List every line of the records that contains the word "balcony", copying each line in full.

== Recorded information ==
• • • •
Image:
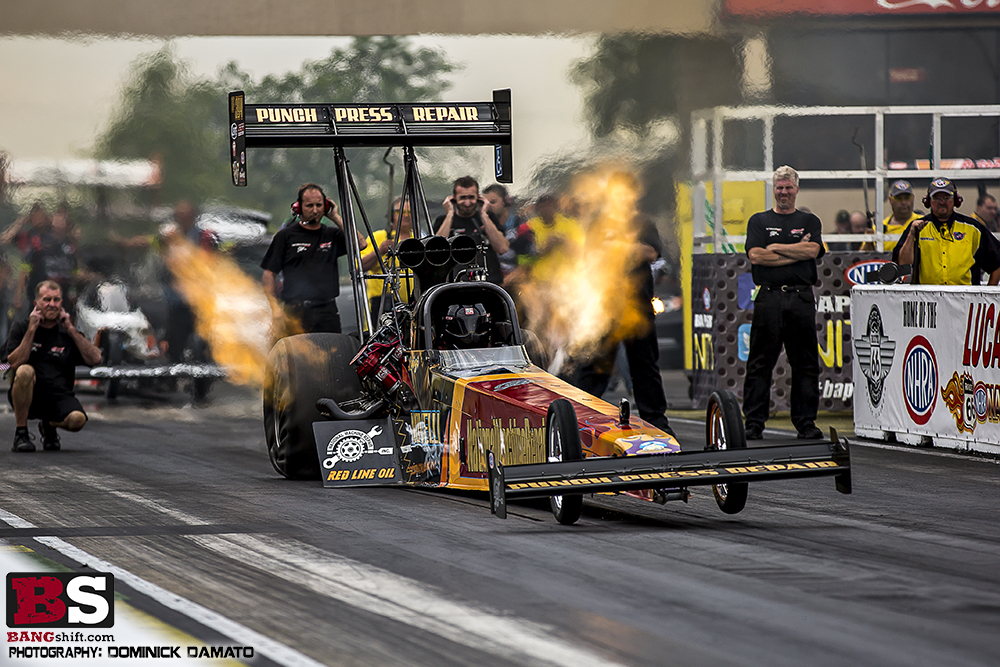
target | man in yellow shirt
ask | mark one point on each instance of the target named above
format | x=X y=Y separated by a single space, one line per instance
• • • •
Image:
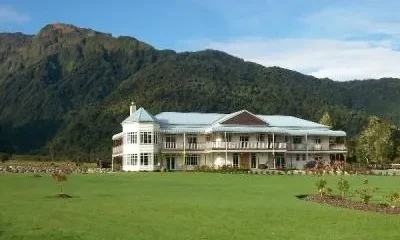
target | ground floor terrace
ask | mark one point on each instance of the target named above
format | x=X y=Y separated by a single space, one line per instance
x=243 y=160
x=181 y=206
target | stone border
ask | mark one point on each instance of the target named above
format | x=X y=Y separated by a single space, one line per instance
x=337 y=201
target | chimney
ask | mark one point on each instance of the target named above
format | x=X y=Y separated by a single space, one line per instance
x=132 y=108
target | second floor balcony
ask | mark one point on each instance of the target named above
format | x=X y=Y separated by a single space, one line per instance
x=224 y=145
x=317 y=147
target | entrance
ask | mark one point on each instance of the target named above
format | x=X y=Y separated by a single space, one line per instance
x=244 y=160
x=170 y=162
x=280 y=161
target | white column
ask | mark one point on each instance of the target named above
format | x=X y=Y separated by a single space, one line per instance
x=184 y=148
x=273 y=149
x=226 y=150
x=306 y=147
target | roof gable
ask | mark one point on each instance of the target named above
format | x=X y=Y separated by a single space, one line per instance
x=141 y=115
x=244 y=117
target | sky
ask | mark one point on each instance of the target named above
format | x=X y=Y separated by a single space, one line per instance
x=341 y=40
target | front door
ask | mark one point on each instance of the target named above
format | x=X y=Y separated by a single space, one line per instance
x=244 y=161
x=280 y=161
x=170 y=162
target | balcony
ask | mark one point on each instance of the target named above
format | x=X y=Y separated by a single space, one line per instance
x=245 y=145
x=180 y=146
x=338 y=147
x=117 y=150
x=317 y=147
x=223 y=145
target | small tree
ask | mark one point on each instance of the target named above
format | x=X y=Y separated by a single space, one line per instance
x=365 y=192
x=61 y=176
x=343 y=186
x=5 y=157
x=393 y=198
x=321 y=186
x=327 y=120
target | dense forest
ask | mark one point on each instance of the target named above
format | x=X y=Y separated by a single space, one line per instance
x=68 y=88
• • • •
== Answer ==
target | second floor balcony
target | balcony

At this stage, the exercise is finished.